• Set exercise A
Repeat the part of the forum thread from "Yup I want to" up to and including "(Sep 7, 2007)", switching "animals" to "critters".

* start Text provided *

Yup I want to take advantage of the new age. I.e take pictures of some of the animals I will be chasing this fall. Ole timer


----------



## wyogoob (Sep 7, 2007)

DallanC said:


> This is worth a read:
> 
> http://utahwildlife.net/forum/1258697-post3.html
> 
> -DallanC


I don't have a spotting scope but I couldn't help but notice some birds below those goats in that second picture:


Black-Rosy Finches, cool:

.


----------



## blownsmok97 (Nov 8, 2009)

I just bought one of the zen-ray ed2 20-60x82 not too long ago. Haven't had it for long but I love it. Read lots of good reviews on it and decided to pull the trigger and am not disappointed at all. I was in the same boat and couldn't spend more than $1000. Camera land has the ed2 on sale for $800. Great price.

http://opticsthoughts.com/?page_id=101 
This guy is one of the go to guy's for testing and reviewing optics on opticstalk.com


----------



## swbuckmaster (Sep 14, 2007)

20x60x80 vortex has got to be one of the heaviest pieces of glass on the market. Sucks to high heck to pack! In fact all the big glass from all the manufactures are worthless when it comes to packing. You can scout all day with glass up to 30 power. I'd never buy a big scope unless it was staying in the truck or wheeler and then I still wouldn't because some tard would steal it. 

Sent from my SM-G900V using Tapatalk


----------



## hazmat (Apr 23, 2009)

swbuckmaster said:


> 20x60x80 vortex has got to be one of the heaviest pieces of glass on the market. Sucks to high heck to pack! In fact all the big glass from all the manufactures are worthless when it comes to packing. You can scout all day with glass up to 30 power. I'd never buy a big scope unless it was staying in the truck or wheeler and then I still wouldn't because some tard would steal it.
> 
> Sent from my SM-G900V using Tapatalk


Thus why I plan on buying 15x binoculars to go along with my spotting scope


----------



## DallanC (Jan 13, 2009)

* end Text provided *
* start Given data *

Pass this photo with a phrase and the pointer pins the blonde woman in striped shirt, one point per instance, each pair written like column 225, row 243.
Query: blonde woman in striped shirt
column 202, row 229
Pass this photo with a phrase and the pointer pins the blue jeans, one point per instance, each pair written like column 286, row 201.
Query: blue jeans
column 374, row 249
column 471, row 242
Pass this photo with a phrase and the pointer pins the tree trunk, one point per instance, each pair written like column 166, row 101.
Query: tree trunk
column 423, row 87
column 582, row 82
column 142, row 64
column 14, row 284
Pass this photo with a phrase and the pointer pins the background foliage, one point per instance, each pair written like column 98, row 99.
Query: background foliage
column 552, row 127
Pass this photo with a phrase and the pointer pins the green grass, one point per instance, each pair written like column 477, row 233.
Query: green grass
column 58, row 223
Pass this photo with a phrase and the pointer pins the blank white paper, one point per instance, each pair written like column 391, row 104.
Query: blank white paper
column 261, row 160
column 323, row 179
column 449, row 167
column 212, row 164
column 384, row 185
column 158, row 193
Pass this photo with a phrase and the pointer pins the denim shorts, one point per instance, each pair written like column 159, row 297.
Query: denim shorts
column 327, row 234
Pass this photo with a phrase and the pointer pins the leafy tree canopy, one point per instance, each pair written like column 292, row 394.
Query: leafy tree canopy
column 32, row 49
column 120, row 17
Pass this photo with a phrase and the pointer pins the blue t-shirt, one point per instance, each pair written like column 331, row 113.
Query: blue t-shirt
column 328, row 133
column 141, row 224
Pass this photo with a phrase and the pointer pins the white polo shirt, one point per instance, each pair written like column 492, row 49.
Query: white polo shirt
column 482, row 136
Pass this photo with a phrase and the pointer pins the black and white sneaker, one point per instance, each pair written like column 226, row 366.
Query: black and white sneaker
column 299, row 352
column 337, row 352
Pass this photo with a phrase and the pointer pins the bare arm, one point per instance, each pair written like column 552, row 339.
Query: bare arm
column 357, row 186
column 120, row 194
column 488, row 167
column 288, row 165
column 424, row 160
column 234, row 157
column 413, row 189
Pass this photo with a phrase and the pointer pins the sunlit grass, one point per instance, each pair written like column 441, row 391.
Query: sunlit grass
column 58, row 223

* end Given data *

• Set exercise B
Rewrite the rows from the line with "492, row 49." up to and including the line with "column 337, row 352" as a Markdown table with the columns No. and Line, numbering each line and leaving out blank lines.

• Correct output A
Yup I want to take advantage of the new age. I.e take pictures of some of the critters I will be chasing this fall. Ole timer


----------



## wyogoob (Sep 7, 2007)

• Correct output B
| No. | Line |
|---|---|
| 1 | Pass this photo with a phrase and the pointer pins the white polo shirt, one point per instance, each pair written like column 492, row 49. |
| 2 | Query: white polo shirt |
| 3 | column 482, row 136 |
| 4 | Pass this photo with a phrase and the pointer pins the black and white sneaker, one point per instance, each pair written like column 226, row 366. |
| 5 | Query: black and white sneaker |
| 6 | column 299, row 352 |
| 7 | column 337, row 352 |